— Begin Excerpt provided —
# Triplets; Peanut, Butter & Jelly All Ready for Spring



## runrgirl22 (Jan 15, 2013)

So, just couldn't resist getting the kids all ready for spirng on such a nice sunny day in Bama. They sure had fun playing around in the yard. 

They were so adorable. Poor Butter wouldn't keep the bunny ears on. Which is totally understandable, right? :crazy::laugh:


----------



## FlyingFeetsFarm (Nov 28, 2012)

So cute! Love it.


----------



## ksalvagno (Oct 6, 2009)

Too cute!


----------



## HerdQueen (Oct 15, 2012)

I put a smile on my face! Too cute!


----------



## Jodi_berg (Oct 29, 2012)

So cute, were a crazy bunch aren't we!!


----------



## IONFarm (Feb 12, 2013)

Those are so precious! I love it!


----------



## runrgirl22 (Jan 15, 2013)

Jodi_berg said:


> So cute, were a crazy bunch aren't we!!


Yes, we are  thanks!
— End Excerpt provided —
> [What is expected]
Carry on the forum thread above about the triplets Peanut, Butter and Jelly dressed up for spring, picking up after its last reply.
— Begin Data —
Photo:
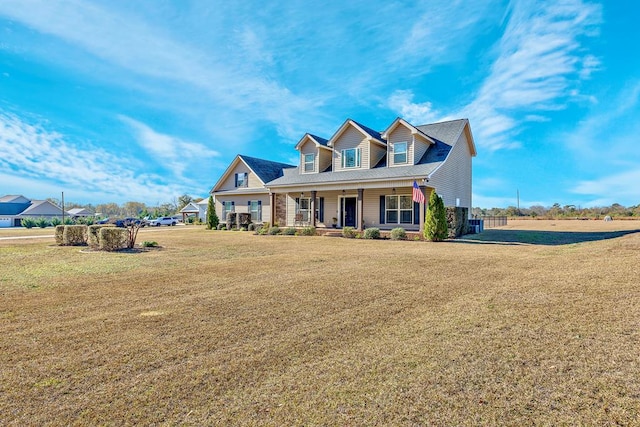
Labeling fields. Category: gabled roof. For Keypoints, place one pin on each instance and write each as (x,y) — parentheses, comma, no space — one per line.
— End Data —
> [Answer to the problem]
----------



## clearwtrbeach (May 10, 2012)

OMG that is so cute! You could start a little line of clothes.


----------



## JaLyn (Oct 10, 2012)

Adorable!!


----------



## Frosty (Feb 13, 2010)

That is so sweet and they looked like they were into fashion show mode. lol. Love the pictures thanks for sharing.


----------



## WillowGem (Aug 3, 2011)

Oh my gosh...how sweet are they?

That is absolutely precious.


----------



## runrgirl22 (Jan 15, 2013)

Thanks everyone. I SHOULD start a clothing line, but then again not everyone is crazy like me. My companion thinks I have gone off the deep end and keeps trying to convince that they are goats, who is he kidding? I am NOT FALLING for that! LOL!


----------



## Goat Luvr (May 3, 2012)

Oh my goodness! They are absolutely adorable!!!


----------



## michelledew (Feb 11, 2013)

!!!!


----------



## audrey (Jul 17, 2012)

LOL thats beyond cute!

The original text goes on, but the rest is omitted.